* Start *
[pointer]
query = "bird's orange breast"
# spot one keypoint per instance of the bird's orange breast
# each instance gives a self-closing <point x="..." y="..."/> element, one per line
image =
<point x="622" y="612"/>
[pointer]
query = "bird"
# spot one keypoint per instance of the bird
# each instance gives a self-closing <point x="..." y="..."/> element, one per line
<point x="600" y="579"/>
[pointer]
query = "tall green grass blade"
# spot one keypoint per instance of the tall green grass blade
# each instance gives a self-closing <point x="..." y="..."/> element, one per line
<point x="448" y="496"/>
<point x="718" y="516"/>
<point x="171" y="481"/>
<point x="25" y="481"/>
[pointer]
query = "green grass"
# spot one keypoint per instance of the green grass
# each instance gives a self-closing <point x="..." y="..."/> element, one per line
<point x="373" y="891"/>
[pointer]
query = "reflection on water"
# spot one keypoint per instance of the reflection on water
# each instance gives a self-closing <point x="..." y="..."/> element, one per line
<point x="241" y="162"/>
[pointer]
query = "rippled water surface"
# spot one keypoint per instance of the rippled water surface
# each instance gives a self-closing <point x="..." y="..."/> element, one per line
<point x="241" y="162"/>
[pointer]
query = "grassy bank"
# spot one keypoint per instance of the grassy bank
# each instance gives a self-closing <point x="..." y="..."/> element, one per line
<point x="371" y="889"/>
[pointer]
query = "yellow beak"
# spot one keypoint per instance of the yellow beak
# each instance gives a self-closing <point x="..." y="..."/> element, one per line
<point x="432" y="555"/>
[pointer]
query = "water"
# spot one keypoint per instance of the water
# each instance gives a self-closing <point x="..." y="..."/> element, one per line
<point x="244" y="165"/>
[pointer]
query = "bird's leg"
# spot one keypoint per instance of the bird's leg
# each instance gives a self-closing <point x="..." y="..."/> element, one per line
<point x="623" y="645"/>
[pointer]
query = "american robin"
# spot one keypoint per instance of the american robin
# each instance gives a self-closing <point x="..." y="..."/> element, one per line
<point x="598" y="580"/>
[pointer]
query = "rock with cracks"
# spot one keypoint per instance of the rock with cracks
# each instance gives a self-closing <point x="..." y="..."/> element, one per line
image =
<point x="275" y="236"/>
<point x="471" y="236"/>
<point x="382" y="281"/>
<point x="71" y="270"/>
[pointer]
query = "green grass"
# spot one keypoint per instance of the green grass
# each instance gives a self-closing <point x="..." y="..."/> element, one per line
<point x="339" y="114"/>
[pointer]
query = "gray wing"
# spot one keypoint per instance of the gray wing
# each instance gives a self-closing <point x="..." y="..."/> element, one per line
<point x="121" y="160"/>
* End *
## [EXERCISE AIM]
Pull out every line in the entries above that contains the word "water", and copy each one without changes.

## [THE RESPONSE]
query = "reflection on water"
# spot one keypoint per instance of the reflection on water
query = "rippled water surface"
# spot one keypoint per instance of the rippled water surface
query = "water"
# spot one keypoint per instance of the water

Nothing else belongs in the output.